-- begin Raw records --

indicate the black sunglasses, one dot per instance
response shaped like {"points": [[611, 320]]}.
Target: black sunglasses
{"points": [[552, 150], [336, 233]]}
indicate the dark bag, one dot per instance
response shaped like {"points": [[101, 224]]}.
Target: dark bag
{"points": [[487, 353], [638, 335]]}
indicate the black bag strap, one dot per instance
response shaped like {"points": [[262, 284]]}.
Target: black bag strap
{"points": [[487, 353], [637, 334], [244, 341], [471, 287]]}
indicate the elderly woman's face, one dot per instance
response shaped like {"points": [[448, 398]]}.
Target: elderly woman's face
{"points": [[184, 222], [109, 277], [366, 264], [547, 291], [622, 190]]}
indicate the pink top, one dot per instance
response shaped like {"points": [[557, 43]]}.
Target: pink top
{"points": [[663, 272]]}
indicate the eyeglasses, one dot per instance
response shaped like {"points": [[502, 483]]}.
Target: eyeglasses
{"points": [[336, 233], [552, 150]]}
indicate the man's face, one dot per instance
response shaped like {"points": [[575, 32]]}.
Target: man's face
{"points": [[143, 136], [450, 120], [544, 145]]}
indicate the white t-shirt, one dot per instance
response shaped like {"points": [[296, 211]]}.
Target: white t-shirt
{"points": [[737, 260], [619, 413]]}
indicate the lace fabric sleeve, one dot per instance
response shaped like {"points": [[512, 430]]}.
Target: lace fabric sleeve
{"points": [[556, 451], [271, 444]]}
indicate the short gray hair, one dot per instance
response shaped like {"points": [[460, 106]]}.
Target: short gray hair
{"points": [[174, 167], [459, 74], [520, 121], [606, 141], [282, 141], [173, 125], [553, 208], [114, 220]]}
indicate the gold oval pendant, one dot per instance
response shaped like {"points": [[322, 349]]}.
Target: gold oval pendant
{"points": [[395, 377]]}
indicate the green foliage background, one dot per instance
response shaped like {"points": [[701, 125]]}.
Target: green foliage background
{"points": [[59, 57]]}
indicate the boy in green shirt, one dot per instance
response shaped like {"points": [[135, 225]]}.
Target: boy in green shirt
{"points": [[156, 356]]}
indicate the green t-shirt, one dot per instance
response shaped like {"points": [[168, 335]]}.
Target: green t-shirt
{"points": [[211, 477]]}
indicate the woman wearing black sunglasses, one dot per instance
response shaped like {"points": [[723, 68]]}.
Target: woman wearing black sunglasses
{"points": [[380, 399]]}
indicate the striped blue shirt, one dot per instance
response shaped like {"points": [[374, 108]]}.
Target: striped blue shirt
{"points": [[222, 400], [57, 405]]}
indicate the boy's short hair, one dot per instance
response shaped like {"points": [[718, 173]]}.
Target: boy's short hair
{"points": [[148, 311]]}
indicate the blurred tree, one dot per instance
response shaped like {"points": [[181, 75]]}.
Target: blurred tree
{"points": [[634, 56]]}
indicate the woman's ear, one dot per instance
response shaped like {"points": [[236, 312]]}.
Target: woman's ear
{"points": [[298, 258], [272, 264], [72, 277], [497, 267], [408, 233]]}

-- end Raw records --
-- begin Raw records --

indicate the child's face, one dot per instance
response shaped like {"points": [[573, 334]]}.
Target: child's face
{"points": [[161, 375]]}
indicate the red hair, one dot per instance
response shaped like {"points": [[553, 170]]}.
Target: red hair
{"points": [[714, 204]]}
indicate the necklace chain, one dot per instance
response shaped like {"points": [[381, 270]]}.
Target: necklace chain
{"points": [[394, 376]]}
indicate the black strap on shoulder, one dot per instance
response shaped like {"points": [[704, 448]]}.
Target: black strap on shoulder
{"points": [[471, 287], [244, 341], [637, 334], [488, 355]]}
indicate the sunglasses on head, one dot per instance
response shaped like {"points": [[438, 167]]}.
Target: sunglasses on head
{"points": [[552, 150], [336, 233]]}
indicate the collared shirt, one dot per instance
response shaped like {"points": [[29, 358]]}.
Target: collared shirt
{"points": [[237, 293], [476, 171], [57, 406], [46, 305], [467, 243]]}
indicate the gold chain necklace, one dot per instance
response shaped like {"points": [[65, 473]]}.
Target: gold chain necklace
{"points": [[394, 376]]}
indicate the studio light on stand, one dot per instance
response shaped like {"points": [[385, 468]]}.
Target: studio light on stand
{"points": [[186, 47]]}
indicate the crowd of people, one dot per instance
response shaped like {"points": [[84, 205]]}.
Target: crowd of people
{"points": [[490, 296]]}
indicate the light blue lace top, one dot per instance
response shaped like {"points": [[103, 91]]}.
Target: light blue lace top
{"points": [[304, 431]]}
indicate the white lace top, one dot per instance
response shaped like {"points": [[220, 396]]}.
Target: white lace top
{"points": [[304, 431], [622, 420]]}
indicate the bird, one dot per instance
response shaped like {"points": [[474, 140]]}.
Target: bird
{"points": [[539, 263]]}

-- end Raw records --

> Stated goal
Please count the lines in the data above that contain the string "pink", treating uppercase and lowercase as different, and reply with only that number.

> Output
2